### Input data
^^^^^^^^
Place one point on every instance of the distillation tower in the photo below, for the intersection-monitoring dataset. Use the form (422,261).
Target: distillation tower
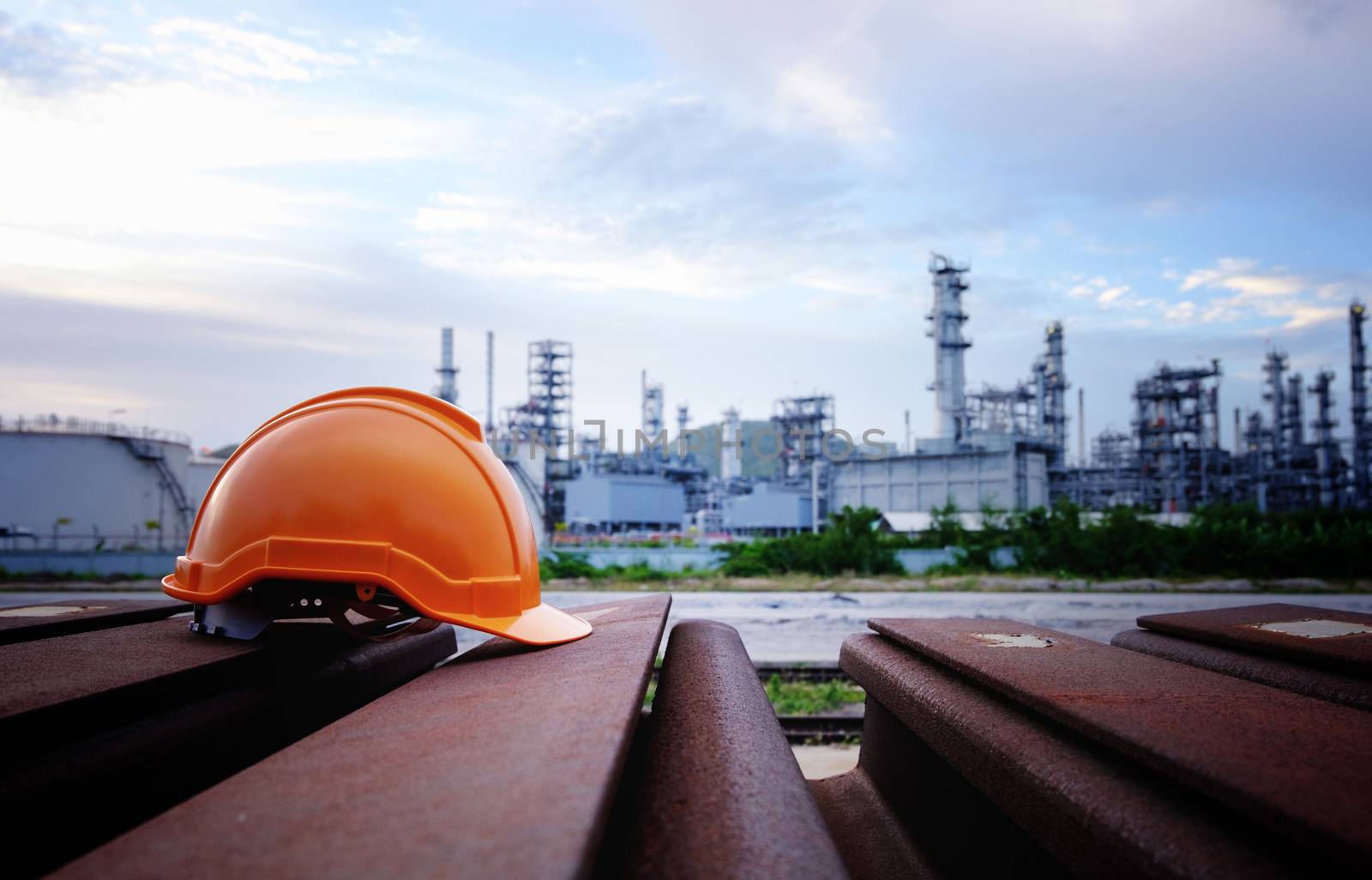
(946,324)
(1358,405)
(652,407)
(446,371)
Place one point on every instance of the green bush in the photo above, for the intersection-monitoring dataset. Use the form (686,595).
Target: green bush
(851,543)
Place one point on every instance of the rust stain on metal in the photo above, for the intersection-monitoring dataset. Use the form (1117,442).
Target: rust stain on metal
(1099,814)
(45,621)
(501,763)
(1289,761)
(1014,640)
(720,793)
(62,669)
(1250,628)
(1314,628)
(1323,684)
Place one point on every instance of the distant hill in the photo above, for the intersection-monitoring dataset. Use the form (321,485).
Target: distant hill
(754,466)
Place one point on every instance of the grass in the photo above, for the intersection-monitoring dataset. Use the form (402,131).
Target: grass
(797,697)
(811,697)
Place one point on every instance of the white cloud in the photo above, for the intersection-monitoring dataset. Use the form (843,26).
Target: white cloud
(221,51)
(822,98)
(1257,292)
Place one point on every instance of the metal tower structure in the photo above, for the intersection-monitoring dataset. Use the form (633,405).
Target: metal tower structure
(946,322)
(1358,405)
(1177,427)
(1054,393)
(1294,419)
(731,452)
(652,407)
(446,371)
(1326,448)
(551,395)
(803,423)
(490,383)
(1275,395)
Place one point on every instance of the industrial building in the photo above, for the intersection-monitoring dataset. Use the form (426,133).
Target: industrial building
(1173,461)
(995,447)
(91,485)
(80,485)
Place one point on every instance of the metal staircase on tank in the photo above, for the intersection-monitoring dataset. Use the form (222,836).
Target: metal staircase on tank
(153,455)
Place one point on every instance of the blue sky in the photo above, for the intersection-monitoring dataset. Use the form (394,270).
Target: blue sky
(213,210)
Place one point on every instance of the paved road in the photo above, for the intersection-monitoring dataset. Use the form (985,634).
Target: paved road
(809,626)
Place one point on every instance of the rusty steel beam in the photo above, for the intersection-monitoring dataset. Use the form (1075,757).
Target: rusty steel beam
(1321,684)
(718,793)
(110,728)
(1098,814)
(62,618)
(1312,636)
(1294,763)
(501,763)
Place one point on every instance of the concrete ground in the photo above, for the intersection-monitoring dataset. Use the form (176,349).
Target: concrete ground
(818,762)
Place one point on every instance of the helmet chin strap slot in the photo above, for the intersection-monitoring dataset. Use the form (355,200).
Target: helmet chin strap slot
(249,614)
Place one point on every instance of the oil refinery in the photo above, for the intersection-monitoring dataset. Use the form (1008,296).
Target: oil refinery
(75,484)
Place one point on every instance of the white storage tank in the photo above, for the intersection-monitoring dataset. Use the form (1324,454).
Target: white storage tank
(81,485)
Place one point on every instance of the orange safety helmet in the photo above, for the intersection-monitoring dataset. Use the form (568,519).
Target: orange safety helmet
(383,502)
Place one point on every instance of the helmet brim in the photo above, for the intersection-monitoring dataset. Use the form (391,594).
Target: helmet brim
(542,625)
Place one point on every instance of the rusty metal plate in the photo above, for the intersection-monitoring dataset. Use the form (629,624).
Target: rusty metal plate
(98,762)
(1323,684)
(1098,814)
(501,763)
(719,793)
(1314,636)
(61,618)
(1289,761)
(111,663)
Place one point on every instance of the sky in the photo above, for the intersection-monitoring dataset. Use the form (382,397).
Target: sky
(210,212)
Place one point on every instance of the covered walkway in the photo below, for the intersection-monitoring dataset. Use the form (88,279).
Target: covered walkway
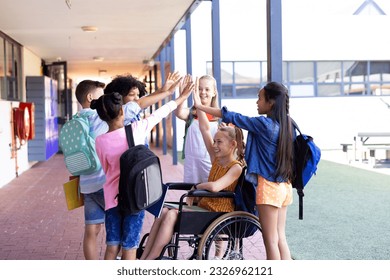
^^^^^^^^
### Exercise prompt
Whenever a line above includes the string "walkway", copy it.

### Output for this exercise
Place one point on every instance of the covered walkway in the photo below, for the intersection-monitoring dataset. Use the form (88,279).
Target: covered walkway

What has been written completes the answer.